## To do
Scan the entries that follow and copy out every line containing "artwork".

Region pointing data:
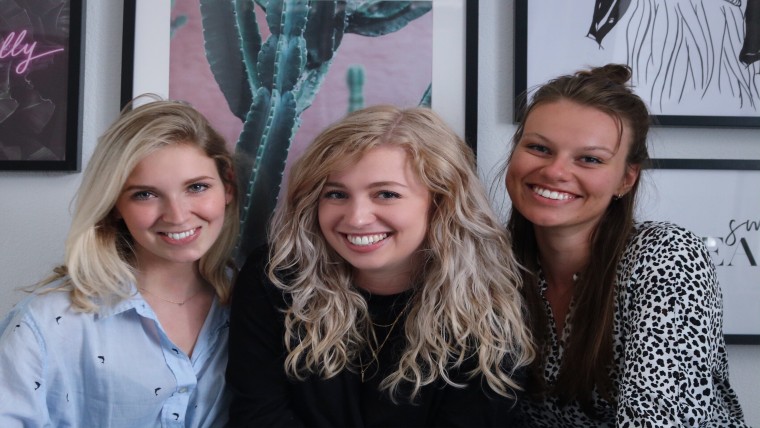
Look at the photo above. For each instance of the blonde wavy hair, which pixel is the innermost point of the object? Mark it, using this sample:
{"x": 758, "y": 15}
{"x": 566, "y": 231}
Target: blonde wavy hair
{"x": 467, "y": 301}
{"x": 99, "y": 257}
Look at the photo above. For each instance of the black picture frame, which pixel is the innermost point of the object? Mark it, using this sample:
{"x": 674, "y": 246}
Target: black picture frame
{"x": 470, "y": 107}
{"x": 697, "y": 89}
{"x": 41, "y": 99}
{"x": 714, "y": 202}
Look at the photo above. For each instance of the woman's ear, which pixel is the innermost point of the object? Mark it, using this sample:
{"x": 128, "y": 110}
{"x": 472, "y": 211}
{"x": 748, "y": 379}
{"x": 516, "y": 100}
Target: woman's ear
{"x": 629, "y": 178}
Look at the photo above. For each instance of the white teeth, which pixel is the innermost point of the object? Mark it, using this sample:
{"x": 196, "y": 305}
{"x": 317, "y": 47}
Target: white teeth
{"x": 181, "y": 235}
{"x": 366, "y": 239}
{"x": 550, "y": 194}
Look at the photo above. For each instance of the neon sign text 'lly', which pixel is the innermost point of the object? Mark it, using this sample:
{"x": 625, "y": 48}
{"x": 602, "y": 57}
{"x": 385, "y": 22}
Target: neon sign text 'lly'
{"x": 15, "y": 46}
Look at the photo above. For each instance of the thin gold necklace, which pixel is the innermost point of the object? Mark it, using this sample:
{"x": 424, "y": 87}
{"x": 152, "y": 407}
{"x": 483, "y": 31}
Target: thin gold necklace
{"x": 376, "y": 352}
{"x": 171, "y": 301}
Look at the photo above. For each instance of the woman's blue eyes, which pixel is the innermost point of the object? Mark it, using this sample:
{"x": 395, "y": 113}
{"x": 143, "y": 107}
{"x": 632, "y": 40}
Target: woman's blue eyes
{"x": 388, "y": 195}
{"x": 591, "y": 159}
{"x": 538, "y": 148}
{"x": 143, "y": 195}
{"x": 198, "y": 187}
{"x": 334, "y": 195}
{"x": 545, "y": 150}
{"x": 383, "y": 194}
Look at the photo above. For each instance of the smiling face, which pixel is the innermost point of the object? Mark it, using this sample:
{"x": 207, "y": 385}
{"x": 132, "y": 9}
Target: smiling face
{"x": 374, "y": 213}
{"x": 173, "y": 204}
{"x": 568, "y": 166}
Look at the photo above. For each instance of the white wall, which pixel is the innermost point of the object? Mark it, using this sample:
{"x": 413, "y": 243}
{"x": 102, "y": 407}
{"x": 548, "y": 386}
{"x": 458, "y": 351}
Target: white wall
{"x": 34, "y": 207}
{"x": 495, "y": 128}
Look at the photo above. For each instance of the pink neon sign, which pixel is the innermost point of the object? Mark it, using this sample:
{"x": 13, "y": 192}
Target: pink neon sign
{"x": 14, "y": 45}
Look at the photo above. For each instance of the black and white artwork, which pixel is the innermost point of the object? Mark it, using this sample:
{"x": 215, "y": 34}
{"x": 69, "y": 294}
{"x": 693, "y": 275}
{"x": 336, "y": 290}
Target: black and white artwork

==

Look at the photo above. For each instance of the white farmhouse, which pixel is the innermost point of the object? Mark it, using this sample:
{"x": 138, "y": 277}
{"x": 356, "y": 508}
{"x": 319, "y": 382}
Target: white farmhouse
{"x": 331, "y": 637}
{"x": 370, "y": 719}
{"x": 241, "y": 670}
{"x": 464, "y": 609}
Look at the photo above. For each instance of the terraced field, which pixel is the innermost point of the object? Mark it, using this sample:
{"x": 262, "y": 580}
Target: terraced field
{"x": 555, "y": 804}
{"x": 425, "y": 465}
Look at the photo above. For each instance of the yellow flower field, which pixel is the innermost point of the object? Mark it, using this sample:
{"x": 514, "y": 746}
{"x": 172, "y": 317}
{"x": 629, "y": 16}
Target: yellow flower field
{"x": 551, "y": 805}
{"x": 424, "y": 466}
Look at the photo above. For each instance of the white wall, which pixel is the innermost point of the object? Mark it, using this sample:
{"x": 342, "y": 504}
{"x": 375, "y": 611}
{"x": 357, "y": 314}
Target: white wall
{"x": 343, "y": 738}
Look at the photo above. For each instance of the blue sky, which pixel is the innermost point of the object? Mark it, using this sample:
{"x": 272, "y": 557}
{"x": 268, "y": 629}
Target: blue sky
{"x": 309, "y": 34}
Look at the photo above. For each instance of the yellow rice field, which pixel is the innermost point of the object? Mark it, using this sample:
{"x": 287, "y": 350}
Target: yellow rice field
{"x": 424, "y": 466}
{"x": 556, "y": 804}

## Written response
Look at the photo above. For each instance of the black and white artwork, which pixel is the innermost point of the object? Mark it, using this sample:
Target: black and white artwork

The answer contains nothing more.